**Data to process**.

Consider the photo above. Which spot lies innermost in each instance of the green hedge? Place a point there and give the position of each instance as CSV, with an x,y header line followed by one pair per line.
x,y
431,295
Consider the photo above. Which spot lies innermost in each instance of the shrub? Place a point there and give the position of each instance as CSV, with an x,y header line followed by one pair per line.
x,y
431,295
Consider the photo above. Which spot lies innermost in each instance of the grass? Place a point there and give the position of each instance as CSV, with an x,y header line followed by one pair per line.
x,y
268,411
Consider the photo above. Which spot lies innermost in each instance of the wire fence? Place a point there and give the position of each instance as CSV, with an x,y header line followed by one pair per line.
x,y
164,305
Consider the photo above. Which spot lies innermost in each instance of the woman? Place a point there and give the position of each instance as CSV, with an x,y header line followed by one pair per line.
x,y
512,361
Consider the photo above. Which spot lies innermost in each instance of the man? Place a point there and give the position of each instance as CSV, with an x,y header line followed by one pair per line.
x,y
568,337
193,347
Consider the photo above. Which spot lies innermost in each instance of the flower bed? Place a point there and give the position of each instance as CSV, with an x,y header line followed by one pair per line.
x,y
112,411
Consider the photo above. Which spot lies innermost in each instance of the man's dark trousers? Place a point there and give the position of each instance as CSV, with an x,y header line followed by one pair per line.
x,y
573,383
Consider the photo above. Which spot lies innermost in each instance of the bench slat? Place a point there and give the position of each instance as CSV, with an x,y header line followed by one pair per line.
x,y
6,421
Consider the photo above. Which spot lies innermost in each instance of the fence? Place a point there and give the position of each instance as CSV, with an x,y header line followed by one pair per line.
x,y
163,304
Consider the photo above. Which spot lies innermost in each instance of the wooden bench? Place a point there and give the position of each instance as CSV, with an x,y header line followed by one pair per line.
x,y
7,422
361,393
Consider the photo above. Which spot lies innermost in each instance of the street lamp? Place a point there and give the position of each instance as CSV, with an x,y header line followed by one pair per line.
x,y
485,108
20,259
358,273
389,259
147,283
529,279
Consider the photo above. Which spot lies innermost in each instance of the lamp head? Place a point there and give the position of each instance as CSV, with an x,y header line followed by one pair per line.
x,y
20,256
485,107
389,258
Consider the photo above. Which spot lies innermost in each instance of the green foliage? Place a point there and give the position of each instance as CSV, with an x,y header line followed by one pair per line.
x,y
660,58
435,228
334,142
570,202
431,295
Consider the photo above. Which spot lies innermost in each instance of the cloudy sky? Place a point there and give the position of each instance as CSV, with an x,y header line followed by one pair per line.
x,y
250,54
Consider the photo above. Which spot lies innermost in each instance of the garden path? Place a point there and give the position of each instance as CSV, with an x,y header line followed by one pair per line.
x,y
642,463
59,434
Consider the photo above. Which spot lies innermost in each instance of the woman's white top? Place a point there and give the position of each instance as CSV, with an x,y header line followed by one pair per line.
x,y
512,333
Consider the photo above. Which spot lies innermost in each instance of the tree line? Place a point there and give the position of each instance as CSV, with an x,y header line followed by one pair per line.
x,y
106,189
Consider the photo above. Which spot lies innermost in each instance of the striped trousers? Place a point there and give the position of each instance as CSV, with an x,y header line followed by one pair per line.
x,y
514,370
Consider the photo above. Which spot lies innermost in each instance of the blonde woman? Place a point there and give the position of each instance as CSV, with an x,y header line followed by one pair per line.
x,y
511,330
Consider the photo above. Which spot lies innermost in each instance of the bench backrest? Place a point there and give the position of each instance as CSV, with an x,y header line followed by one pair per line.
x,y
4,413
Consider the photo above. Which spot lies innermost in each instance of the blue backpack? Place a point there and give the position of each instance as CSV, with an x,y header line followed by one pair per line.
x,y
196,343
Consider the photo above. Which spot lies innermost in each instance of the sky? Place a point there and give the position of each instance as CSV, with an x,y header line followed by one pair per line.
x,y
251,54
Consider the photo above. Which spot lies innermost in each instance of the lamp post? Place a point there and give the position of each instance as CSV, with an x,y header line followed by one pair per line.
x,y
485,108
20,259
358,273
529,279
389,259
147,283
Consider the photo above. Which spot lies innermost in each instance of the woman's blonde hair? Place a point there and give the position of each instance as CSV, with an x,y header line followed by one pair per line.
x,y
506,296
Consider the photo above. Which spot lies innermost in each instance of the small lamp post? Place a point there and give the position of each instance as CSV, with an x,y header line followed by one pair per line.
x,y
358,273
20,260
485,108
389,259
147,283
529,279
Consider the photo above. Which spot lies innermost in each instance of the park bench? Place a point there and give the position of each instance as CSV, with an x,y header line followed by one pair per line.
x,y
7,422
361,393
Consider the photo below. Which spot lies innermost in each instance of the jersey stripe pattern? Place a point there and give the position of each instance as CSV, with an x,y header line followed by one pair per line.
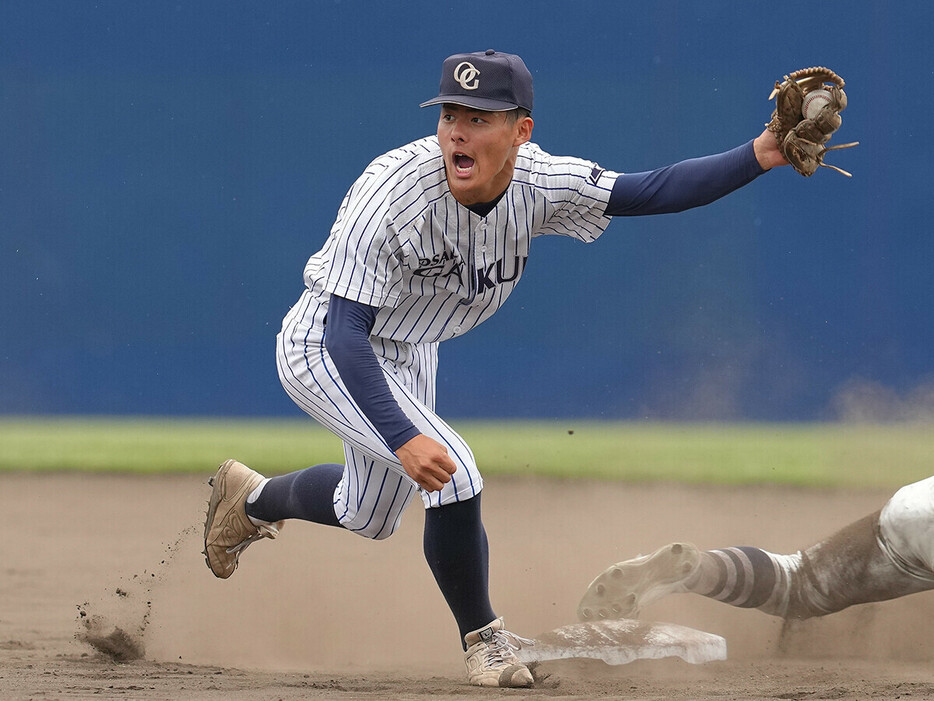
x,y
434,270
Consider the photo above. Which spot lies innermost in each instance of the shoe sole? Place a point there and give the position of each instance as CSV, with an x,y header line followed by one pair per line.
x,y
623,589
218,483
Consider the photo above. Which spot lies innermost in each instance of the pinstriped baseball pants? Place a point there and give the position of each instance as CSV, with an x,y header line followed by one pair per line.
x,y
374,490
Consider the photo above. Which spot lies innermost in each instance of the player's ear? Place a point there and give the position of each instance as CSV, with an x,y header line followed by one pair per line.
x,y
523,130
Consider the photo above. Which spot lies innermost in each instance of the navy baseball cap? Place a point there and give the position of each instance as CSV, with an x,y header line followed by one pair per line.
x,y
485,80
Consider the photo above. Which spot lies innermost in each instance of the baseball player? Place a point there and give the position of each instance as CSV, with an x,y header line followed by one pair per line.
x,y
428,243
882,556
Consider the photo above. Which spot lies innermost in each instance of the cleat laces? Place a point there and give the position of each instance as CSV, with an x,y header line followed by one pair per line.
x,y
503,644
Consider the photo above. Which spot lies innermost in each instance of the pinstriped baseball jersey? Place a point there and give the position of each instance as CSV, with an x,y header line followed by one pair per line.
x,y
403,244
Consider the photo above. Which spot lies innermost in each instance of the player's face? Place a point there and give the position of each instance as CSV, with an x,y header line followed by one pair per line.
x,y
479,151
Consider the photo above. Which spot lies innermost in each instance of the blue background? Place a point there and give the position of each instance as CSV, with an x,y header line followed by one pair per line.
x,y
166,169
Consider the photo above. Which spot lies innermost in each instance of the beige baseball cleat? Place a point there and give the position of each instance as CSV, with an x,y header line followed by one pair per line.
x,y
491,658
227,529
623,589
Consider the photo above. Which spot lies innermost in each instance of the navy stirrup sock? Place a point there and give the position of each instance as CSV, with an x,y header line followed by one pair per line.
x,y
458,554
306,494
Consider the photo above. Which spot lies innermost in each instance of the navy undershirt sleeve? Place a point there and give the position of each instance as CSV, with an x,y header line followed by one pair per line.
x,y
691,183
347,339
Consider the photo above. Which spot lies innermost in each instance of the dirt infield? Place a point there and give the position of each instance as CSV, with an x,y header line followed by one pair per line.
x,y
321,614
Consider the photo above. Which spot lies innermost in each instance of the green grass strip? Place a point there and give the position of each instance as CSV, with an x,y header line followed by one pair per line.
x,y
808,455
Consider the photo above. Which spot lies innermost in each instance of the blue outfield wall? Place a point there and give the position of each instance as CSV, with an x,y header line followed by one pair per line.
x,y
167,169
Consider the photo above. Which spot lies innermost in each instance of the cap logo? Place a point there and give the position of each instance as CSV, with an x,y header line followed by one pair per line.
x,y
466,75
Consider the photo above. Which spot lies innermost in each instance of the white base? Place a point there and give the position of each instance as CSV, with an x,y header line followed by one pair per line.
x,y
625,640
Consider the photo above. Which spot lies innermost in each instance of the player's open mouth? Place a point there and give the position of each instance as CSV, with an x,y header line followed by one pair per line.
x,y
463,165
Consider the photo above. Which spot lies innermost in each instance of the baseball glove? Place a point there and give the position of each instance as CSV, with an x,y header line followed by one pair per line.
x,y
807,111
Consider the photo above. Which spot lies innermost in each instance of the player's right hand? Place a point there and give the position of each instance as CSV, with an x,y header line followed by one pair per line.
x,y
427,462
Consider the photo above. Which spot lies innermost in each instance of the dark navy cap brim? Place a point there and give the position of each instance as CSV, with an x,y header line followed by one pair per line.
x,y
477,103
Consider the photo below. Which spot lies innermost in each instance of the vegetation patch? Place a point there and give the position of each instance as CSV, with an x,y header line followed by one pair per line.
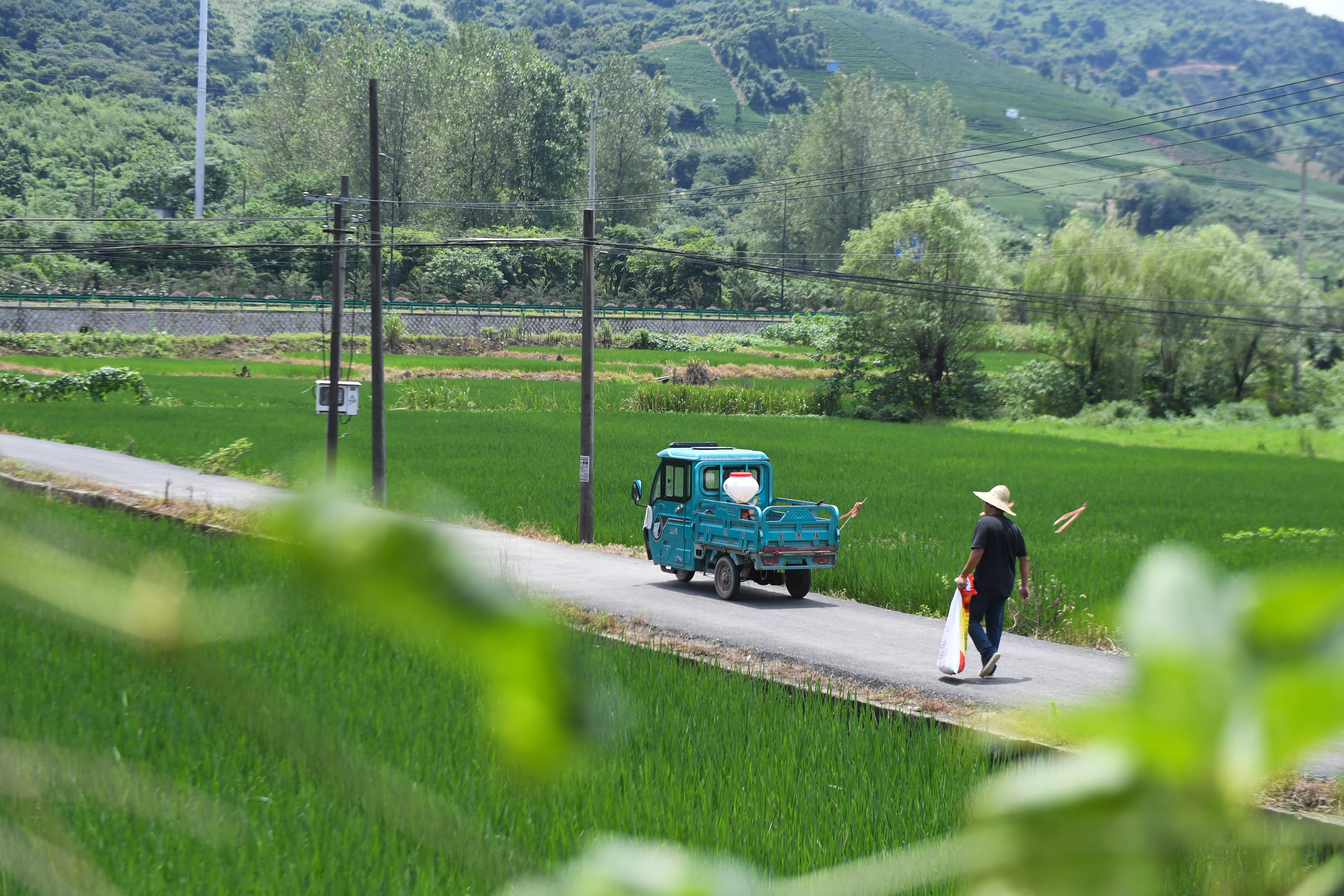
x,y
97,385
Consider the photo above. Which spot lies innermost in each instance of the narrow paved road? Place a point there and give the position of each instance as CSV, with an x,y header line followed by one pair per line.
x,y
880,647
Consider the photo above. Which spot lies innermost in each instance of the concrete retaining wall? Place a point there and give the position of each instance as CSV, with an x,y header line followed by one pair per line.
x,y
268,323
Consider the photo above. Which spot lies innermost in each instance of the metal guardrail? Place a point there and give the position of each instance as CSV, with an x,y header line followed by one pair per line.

**What to do**. Write out word for word every line from the line with "of the dark" through the final line of the records, both included, skipping the pictures.

**Task answer**.
Consider the photo above. Which spot lies innermost in each instance of the dark navy cap brim? Place a point there and give the position of each instance as CSV, with an x,y header line followed by one pair per line.
x,y
477,103
Consider the photo below. Which spot lies innermost in each instance of the vegetation patch? Place a point there and give the position of each instance as CSV, with an x,y header line followed by one pair per line.
x,y
97,385
Consider the photo above. Which spot lies innermost in each instance of the narrow paved road? Place a point there and give the position of each instance as CSV, with an x,y header line followed by one pair per line.
x,y
880,647
Consider the photo above. Which spot lies innermost in each instance of the concrete retaining wall? Place a point there and give the position of each instance as CSV, with an x,y header line followed by one pair per line.
x,y
268,323
Consider the photo above. Which spot lies innermost in each instance of the metal guardrail? Place a point there and give the position of each instance as CSV, with an x,y header line followed by one pair per line.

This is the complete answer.